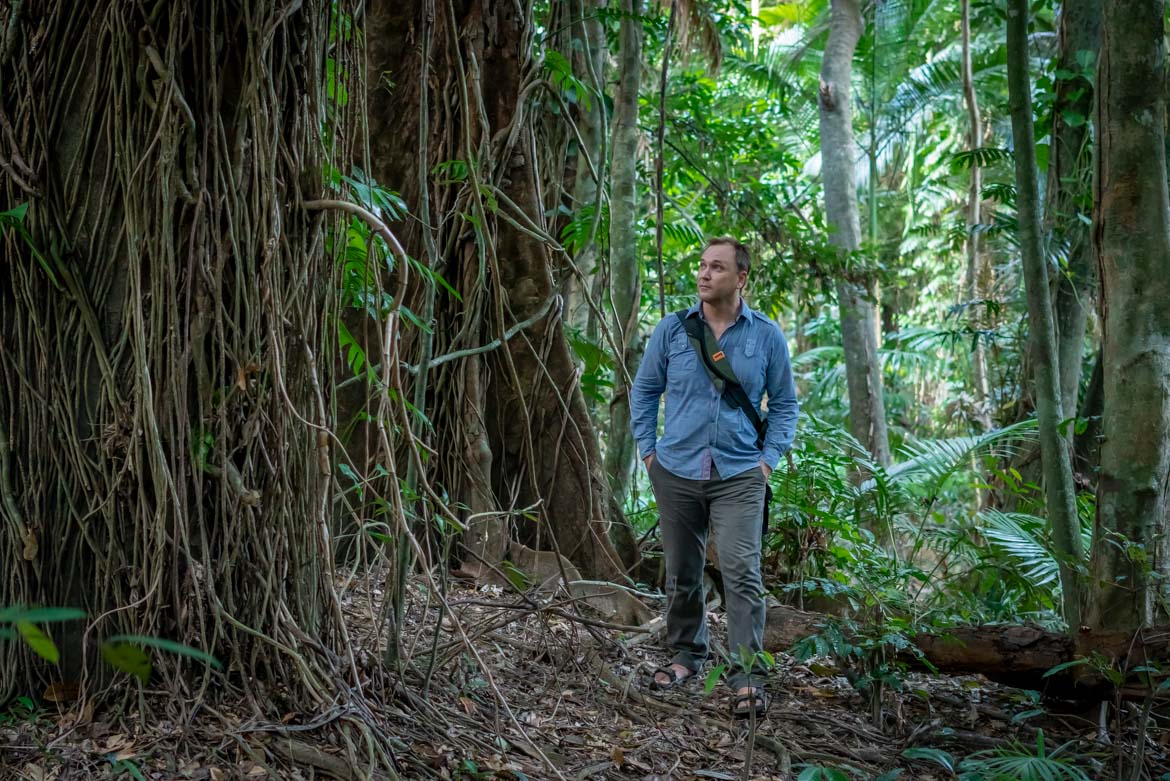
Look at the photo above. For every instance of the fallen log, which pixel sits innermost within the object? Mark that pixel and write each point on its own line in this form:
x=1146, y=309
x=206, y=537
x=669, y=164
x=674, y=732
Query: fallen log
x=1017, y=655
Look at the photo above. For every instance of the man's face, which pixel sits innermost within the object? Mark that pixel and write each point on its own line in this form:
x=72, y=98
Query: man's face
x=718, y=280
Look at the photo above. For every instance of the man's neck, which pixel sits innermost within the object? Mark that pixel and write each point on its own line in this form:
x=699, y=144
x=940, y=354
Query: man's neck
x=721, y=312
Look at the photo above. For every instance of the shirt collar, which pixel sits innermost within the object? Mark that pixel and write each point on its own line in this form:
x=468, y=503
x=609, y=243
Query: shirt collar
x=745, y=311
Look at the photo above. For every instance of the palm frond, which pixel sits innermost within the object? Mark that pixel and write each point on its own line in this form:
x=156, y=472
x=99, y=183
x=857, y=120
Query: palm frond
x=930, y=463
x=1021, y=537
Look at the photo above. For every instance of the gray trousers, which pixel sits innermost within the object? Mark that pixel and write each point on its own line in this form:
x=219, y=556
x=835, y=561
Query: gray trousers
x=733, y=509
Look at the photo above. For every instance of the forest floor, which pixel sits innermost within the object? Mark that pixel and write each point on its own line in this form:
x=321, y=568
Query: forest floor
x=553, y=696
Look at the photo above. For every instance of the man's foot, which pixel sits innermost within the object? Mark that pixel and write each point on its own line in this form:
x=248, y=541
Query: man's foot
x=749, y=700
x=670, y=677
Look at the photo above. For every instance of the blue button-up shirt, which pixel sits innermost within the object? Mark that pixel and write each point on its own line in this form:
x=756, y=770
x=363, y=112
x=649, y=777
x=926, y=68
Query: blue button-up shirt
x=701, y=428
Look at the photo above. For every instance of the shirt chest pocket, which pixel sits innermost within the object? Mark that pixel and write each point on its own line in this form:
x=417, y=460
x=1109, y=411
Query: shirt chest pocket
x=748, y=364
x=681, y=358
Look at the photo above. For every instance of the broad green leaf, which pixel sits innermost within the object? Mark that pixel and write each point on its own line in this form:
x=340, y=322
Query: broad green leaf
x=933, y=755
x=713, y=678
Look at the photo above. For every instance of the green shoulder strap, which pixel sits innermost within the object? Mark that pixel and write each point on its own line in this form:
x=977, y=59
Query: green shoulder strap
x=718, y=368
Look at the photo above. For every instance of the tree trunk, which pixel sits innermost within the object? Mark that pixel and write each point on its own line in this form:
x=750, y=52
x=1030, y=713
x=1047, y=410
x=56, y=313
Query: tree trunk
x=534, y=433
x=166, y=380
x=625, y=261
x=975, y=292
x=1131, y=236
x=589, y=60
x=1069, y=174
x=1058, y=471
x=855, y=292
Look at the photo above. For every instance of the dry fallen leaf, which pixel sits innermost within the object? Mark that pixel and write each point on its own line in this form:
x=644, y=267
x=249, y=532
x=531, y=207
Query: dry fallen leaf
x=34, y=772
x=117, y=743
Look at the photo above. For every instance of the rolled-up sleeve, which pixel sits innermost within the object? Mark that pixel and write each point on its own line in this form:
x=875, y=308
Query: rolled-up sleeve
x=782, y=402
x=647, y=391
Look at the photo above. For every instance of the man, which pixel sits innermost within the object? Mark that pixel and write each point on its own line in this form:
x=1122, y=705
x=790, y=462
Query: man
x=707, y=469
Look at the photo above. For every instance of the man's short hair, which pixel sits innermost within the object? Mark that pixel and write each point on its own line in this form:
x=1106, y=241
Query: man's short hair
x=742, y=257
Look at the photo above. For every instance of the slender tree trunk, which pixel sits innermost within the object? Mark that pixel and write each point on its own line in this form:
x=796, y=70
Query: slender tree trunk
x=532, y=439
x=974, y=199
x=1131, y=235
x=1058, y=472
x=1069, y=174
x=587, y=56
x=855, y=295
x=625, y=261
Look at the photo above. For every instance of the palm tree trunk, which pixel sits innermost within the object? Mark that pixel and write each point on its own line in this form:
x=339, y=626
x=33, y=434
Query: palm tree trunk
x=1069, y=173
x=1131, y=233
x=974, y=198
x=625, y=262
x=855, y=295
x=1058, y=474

• _Written instruction_: Express the lines above, starting at the beginning of the records and going through the line containing "x=745, y=311", as a Markdown table with the columns Entry and Text, numbering each row and omitting blank lines. Leave the pictures out.

• _Completed exercise_:
| Entry | Text |
|---|---|
| 1 | Look at the photo above. For every instance of the fallen log, which pixel sits innermost within the object? Mark that pixel and write each point on its own line in this form: |
| 2 | x=1146, y=309 |
| 3 | x=206, y=537 |
| 4 | x=669, y=164 |
| 5 | x=674, y=732 |
| 6 | Query: fallen log |
| 7 | x=1017, y=655 |
| 8 | Look at the photo above. For every instance of the man's face, which pixel sits innermost within the object? Mark that pixel and write each point on its own line in this form: |
| 9 | x=72, y=98 |
| 10 | Query: man's face |
| 11 | x=718, y=280 |
| 12 | Look at the photo above. For every instance of the man's neck, which pixel sits innermost within the object? Mark that pixel and write each point on its own line in this form: |
| 13 | x=699, y=144 |
| 14 | x=940, y=354 |
| 15 | Query: man's neck |
| 16 | x=721, y=312 |
| 17 | Look at the photo above. For every instance of the shirt collar, which pixel sits innermost within the object? Mark that pixel and write each point on its own line in this form: |
| 18 | x=468, y=503 |
| 19 | x=609, y=243 |
| 20 | Query: shirt collar |
| 21 | x=745, y=311 |